SOURCE DOCUMENT -
# # # # # # #
Karnataka High Court
M. Abdul Majeed vs A.K. Batabyal And Anr. on 4 October, 1989
Equivalent citations: 1990CRILJ766, ILR1989KAR3609
JUDGMENT Shivashankar Bhat, J.
1. The petitioner who is a detenu challenges the validity of his detention made in pursuance of a detention order dated 24-2-1989 purported to have been made under S. 3(1) of COFEPOSA Act, 1974. The relevant facts can be stated by summarrising the grounds, in support of the order of detention supplied to the petitioner.
2. The Officers of Directorate of Revenue Intelligence, Regional Unit, Bangalore kept watch near Talpady Checkpost along with two independent witnesses on 12-2-1989 looking out for cars bound to Bombay, transporting contraband gold. Around 14.45 Hrs. on that day, a blue colour Maruthi car was noticed coming from Kasargad side. As it approached the checkpost, the officers singnalled it to stop. The said car did not have any painted number plate on either side; however a number CRX 3676 in small letters was seen written. Beside the petitioner as the driver of the car, there was one more occupant in the car sitting on the back seat. At this point of time, one Ambassador car also approached the said checkpost, from Kasaragad side and immediately two officers rushed towards the detenu's car and managed to stop it. However, the person sitting at the back seat escaped from the car. In the meanwhile, the other remaining officers stopped the grey colour Ambassador car bearing Registration No. CRX 3657 with only driver as the occupant. After questioning the petitioner and the driver of the other car, the officers on the reasonable belief that goods of foreign origin liable for confiscation under the provisions of the Customs Act, 1962 have been concealed ingeniously the said cars directed them to bring the cars to their office for further examination. Accordingly, the cars were taken to the DRI office, Mangalore after drawing a spot mahazar. On arrival at the said office, accompanied by the same witnesses, officers took personal search of the two drivers. No incriminating materials were found in their possession. Thereafter the officers thoroughly examined the Maruthi car and found in a cavity five cloth vest jackets weighing abnormally heavy. Totally eight such jackets were found in the said Maruthi car. Thereafter, the officers took thorough search of the Ambassador car bearing Registration No. CRX 3657 and finally recovered eight cloth jackets with stitched pouches/packets in the Ambassador car. Thus both the cars, in all, contained gold biscuits totalling 1600 gold biscuits. The usual investigation proceeded including the recording of the statement of the petitioner.
3. It is clear that the petitioner was only a driver, so was the person driving the other car. The person who owned the cars or responsible for the transportation of these gold biscuits has not been traced.
4. On 24-2-1989, the Government of India made the order to detain the petitioner under S. 3(1) of the COFEPOSA Act.
# # # # # # #
SOURCE EXCERPT -
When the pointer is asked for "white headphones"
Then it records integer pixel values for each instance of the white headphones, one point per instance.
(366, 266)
# # # # # # #
WRITTEN TASKS -
1. Reproduce the judgment verbatim, everything from "1. The petitioner" down to "to the petitioner.".
2. According to the judgment, how many gold biscuits did the two cars contain in all?
3. Summarize the judgment in three sentences.

ANSWERS GIVEN -
1.
1. The petitioner who is a detenu challenges the validity of his detention made in pursuance of a detention order dated 24-2-1989 purported to have been made under S. 3(1) of COFEPOSA Act, 1974. The relevant facts can be stated by summarrising the grounds, in support of the order of detention supplied to the petitioner.

2. 1600 gold biscuits.

3. The petitioner challenges the validity of his detention under a Government of India order dated 24-2-1989, made under S. 3(1) of the COFEPOSA Act, 1974. According to the grounds, Directorate of Revenue Intelligence officers stopped a Maruthi car driven by the petitioner and an Ambassador car at Talpady Checkpost on 12-2-1989, and searches at the DRI office in Mangalore turned up cloth jackets in both cars that held 1600 gold biscuits in all. The petitioner was only a driver, and the person who owned the cars or was responsible for transporting the gold has not been traced.